++++ PASSAGE FOR REVIEW

Friday, August 28, 2009

NEXUS: The Paradise Complex


Produced by Geoff Eaton and Dan Grainger
Released: July 2009

Perth's isolation from the rest of Australia has always made exposure to its metal scene difficult, but this same isolation has also made it one of the most remarkable scenes around, one that seems to throw up a disproportionately high number of quality bands. Allegiance, iNFeCTeD, Samain, Karnivool, Voyager, Pathogen and Chaos Divine are just a few of those amongst the cream of the western crop of the last 20 years, and to that list can now be added Nexus.

This death metal four piece has created something that can only be described as a saga, a complete science fiction mythology that even has its own language. With the beginning of the story having being played out on the earlier "Eve of Destruction" EP, The Paradise Complex continues the narrative of Raethe, a starship commander who transforms into an omniscient super entity called LhaArn'dHrr. The elaborate storyline is played out both in the lyrics and as a short story included in the booklet, and accompanied by some fantastic modern technical death metal.

Because this is a concept piece, this plays more like a suite where each track flows into the next, yet each one is distinctive enough that it never becomes monotonous or even predictable. Nexus throw in quirky off-time passages and neck-breaking bursts of technical playing, laced with neat melody lines. Stylistically, the band moves between jazz-inflected mathcore moments and technical grind with plenty of pure death metal in the middle. Occasionally, they get just a little too tricky and sound like they've cut off a riff midway through, which can make it all a bit jarring. The lyrics are heavily detailed and delivered through a voice that is variously a roar and a growl, with some sections in the band's own invented language which reads and sounds like a real language, rather than just a bunch of gibberish. This is no small feat in itself, but Nexus is clearly a band that likes challenges and excels at them.

The Paradise Complex is an amazing album and without doubt one of the best metal releases of this year.

++++++++
++++ DATASET

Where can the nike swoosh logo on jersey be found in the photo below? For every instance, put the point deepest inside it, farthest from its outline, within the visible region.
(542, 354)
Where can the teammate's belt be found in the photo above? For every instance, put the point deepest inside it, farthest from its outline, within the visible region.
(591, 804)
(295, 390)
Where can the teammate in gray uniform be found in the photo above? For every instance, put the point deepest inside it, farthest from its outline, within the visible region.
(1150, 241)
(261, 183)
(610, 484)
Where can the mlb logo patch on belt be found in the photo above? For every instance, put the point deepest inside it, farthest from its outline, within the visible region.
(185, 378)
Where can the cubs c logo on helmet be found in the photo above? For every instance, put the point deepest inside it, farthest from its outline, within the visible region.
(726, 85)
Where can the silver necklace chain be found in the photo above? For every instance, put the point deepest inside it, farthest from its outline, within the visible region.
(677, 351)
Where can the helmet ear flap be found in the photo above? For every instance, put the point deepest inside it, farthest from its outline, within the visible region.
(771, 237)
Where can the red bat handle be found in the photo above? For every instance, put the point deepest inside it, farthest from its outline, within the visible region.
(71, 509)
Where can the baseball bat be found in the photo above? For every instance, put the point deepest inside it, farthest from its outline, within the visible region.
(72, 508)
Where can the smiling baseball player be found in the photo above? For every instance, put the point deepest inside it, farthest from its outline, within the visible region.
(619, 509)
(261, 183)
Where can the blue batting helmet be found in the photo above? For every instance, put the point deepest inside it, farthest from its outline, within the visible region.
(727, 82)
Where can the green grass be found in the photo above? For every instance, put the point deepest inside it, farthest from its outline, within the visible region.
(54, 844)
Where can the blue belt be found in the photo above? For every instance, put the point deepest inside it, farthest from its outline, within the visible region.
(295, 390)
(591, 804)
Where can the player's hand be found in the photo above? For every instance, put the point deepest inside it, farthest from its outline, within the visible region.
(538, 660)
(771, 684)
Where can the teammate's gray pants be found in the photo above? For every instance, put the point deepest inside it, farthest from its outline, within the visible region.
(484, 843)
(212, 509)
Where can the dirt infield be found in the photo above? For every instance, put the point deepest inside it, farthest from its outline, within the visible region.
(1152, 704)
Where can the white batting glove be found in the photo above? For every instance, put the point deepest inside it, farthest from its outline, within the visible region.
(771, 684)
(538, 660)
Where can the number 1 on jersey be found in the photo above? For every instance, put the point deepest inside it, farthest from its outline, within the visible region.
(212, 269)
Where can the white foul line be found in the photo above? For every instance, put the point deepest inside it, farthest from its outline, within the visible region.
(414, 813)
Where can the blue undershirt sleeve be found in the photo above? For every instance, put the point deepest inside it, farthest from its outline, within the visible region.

++++++++

- [YOUR INSTRUCTIONS]:
Return the part of the album review between "NEXUS: The Paradise" and "be added Nexus.", inclusive, copied word for word. The listing is separate material, unconnected to the album review.

- [ANSWER TO THIS EXERCISE]:
NEXUS: The Paradise Complex


Produced by Geoff Eaton and Dan Grainger
Released: July 2009

Perth's isolation from the rest of Australia has always made exposure to its metal scene difficult, but this same isolation has also made it one of the most remarkable scenes around, one that seems to throw up a disproportionately high number of quality bands. Allegiance, iNFeCTeD, Samain, Karnivool, Voyager, Pathogen and Chaos Divine are just a few of those amongst the cream of the western crop of the last 20 years, and to that list can now be added Nexus.